- _Provided data_:
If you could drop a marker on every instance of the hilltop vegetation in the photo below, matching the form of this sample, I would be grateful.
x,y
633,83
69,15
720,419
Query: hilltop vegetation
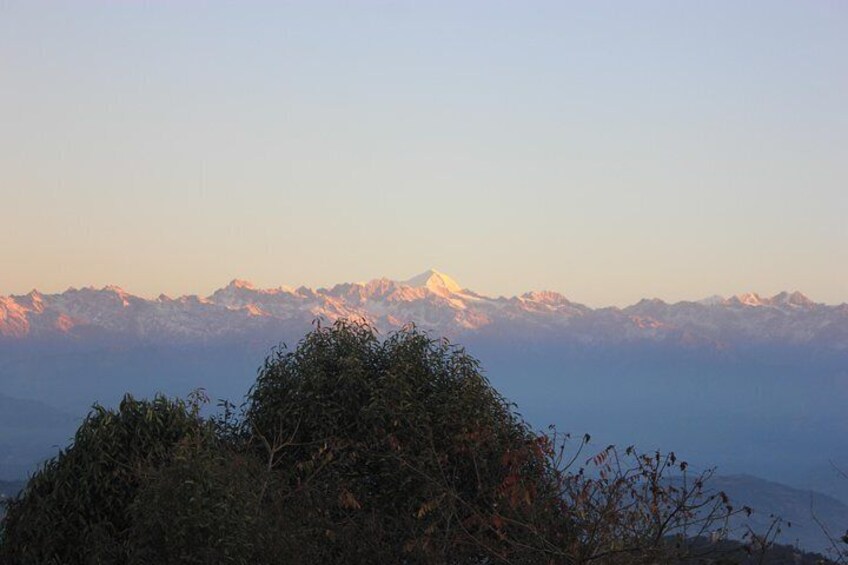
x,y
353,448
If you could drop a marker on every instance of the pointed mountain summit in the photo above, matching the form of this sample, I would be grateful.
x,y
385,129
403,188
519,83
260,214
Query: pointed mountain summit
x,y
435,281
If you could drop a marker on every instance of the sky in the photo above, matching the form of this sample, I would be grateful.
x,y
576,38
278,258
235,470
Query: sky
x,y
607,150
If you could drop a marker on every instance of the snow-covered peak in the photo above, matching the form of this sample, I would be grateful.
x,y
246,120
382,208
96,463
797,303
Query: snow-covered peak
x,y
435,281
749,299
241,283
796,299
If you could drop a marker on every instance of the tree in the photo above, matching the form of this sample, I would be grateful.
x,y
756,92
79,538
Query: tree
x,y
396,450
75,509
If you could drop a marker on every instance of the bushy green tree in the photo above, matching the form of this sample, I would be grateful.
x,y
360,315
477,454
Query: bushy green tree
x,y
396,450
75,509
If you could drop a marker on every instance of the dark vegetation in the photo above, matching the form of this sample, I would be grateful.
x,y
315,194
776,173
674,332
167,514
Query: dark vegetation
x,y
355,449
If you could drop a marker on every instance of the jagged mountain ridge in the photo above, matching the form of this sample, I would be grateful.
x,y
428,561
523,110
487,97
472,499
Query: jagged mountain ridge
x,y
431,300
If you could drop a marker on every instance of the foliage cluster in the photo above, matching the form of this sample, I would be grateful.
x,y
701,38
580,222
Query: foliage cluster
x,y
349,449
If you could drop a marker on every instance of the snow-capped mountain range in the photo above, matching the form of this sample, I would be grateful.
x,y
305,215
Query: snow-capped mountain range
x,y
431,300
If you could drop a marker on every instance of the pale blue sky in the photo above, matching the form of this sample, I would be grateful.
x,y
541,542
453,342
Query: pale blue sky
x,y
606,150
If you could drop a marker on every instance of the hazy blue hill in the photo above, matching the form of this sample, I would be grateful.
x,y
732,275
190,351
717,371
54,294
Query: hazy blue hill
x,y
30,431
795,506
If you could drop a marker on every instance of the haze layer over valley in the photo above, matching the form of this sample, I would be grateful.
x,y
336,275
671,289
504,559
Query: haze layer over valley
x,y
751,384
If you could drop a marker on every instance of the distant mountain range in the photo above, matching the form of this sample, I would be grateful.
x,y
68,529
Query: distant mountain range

- _Task details_:
Put the portion of the listing that begins with the line containing "of the distant" and continues through the end of the listing, both ends included, into a JSON list of strings with one string per line, omitting any blank lines.

- _Result_:
[
  "If you could drop a marker on every instance of the distant mountain range in the photo above, matching the form of this sample, I would be grateful.",
  "x,y",
  "68,529",
  "Query: distant mountain range"
]